Please reproduce, exactly and in full, the lines running from the one that contains "the window in" to the end of the entries.

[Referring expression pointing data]
+ + + +
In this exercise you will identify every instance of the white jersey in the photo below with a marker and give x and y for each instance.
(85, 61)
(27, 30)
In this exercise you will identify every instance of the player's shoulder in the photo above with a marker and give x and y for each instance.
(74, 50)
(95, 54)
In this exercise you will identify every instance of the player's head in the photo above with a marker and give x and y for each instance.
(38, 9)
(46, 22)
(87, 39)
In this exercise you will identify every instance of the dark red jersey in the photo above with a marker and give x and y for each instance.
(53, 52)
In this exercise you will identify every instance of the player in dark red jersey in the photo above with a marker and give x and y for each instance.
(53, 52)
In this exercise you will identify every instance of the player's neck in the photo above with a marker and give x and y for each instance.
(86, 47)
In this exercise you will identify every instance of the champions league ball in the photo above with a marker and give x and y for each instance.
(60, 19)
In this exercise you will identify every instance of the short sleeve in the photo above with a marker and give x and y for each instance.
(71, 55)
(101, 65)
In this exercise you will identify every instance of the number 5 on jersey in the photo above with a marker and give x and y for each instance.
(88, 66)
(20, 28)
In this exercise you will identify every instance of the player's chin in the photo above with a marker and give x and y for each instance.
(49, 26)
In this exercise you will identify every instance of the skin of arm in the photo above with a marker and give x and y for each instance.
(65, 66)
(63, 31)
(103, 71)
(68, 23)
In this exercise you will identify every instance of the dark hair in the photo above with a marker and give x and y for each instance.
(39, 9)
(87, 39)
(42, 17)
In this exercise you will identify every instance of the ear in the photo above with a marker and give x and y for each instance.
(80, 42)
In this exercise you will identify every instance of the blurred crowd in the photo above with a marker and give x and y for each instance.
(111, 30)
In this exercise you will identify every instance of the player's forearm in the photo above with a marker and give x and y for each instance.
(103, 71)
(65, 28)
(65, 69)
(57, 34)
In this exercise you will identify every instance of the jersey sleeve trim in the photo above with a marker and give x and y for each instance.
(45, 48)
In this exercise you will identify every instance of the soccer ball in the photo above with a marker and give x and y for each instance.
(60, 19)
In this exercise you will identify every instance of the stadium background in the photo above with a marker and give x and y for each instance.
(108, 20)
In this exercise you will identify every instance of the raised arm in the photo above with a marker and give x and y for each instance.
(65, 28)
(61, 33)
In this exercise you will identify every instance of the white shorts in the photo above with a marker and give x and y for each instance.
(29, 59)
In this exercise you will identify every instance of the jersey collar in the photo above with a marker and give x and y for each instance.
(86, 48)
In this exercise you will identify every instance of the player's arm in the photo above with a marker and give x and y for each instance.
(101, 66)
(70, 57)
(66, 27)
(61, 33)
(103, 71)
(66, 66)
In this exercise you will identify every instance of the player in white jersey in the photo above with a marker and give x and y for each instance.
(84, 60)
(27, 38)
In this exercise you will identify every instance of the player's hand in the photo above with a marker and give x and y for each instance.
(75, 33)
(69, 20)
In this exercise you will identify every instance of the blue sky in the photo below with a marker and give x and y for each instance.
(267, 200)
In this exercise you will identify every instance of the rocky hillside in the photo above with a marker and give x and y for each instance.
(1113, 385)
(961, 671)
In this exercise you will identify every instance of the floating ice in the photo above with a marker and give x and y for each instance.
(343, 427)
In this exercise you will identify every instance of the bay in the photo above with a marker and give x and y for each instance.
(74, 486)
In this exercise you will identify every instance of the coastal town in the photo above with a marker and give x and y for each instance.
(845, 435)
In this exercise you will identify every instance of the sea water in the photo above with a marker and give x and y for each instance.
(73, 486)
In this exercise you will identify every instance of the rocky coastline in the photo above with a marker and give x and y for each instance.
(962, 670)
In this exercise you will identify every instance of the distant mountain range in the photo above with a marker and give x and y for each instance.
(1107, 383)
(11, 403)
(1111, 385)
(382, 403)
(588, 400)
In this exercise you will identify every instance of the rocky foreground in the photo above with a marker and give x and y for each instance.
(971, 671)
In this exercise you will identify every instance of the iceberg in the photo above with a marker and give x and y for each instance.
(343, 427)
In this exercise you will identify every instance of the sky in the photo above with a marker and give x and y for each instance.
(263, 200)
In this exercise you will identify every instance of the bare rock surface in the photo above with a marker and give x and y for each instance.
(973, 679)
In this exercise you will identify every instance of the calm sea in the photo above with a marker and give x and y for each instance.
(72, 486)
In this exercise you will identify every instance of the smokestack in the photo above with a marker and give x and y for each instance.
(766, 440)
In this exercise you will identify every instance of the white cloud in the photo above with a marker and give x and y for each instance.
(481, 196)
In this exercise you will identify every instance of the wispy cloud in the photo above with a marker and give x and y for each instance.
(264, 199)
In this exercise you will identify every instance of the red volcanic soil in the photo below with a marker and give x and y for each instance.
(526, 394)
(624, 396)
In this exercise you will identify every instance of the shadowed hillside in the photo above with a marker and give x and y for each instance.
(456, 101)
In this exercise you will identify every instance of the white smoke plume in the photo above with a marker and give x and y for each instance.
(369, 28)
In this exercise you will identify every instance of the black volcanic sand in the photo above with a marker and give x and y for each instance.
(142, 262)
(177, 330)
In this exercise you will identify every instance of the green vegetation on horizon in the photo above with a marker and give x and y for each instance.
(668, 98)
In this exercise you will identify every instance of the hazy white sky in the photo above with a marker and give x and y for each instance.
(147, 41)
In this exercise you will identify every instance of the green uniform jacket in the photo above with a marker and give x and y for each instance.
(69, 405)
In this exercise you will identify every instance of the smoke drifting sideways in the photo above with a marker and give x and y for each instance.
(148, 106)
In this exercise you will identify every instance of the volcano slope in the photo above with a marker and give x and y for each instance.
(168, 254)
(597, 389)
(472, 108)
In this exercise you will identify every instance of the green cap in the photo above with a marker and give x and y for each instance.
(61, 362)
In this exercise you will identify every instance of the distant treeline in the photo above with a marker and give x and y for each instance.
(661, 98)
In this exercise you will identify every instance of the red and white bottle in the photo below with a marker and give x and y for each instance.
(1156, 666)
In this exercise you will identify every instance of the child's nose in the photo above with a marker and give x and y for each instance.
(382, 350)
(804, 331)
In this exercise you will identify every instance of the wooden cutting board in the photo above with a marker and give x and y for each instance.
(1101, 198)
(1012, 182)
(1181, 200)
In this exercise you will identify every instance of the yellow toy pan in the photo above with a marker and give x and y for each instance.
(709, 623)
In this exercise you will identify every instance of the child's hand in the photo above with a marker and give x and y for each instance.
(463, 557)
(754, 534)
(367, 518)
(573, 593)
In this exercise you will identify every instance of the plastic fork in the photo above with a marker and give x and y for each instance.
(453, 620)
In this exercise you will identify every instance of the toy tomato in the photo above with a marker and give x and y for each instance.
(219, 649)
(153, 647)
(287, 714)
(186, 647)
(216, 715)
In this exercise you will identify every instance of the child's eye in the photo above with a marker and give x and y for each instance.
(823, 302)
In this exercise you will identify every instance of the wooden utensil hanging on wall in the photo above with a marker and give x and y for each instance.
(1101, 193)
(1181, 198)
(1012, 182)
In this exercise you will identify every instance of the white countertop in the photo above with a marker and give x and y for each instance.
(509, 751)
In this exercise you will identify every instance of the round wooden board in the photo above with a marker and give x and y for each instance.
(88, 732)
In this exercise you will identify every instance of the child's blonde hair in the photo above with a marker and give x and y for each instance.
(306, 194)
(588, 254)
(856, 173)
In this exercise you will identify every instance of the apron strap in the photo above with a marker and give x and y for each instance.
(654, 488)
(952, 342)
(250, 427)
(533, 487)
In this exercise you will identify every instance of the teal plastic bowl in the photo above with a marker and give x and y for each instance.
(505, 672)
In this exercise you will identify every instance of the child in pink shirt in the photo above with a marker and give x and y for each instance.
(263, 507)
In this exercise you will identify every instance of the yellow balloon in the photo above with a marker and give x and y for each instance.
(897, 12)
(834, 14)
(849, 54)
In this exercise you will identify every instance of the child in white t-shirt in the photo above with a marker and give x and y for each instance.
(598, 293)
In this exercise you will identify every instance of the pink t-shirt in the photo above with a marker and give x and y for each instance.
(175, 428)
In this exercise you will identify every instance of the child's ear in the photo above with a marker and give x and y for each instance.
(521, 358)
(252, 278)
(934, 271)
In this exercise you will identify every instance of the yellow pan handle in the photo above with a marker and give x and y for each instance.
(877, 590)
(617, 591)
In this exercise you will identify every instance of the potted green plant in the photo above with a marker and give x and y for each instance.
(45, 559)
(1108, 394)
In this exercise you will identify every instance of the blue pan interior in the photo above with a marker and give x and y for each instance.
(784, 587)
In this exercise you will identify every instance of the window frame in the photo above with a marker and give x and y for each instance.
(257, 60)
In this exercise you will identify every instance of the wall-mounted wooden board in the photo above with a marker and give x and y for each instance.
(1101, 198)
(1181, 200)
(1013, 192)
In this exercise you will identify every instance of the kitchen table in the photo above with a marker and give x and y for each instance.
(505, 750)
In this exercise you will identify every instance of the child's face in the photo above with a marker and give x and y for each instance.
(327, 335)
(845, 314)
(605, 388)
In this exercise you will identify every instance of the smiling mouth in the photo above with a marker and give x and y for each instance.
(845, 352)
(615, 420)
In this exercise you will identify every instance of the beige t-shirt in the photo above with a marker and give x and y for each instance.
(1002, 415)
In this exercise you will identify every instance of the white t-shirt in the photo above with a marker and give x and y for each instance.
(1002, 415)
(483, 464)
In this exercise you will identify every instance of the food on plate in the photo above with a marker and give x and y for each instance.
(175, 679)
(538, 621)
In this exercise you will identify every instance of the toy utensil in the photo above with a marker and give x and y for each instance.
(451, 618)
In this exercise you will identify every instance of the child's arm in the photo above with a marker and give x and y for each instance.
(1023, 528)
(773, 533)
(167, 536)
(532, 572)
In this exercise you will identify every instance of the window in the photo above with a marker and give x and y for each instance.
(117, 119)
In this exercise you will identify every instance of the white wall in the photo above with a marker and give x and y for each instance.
+ + + +
# Exercise answer:
In this exercise you will identify every instance of the window in the photo above with a marker and give x and y for each instance.
(117, 119)
In this exercise you will identify every instance of the white wall in the photo above with a marker and give x and y for each instance.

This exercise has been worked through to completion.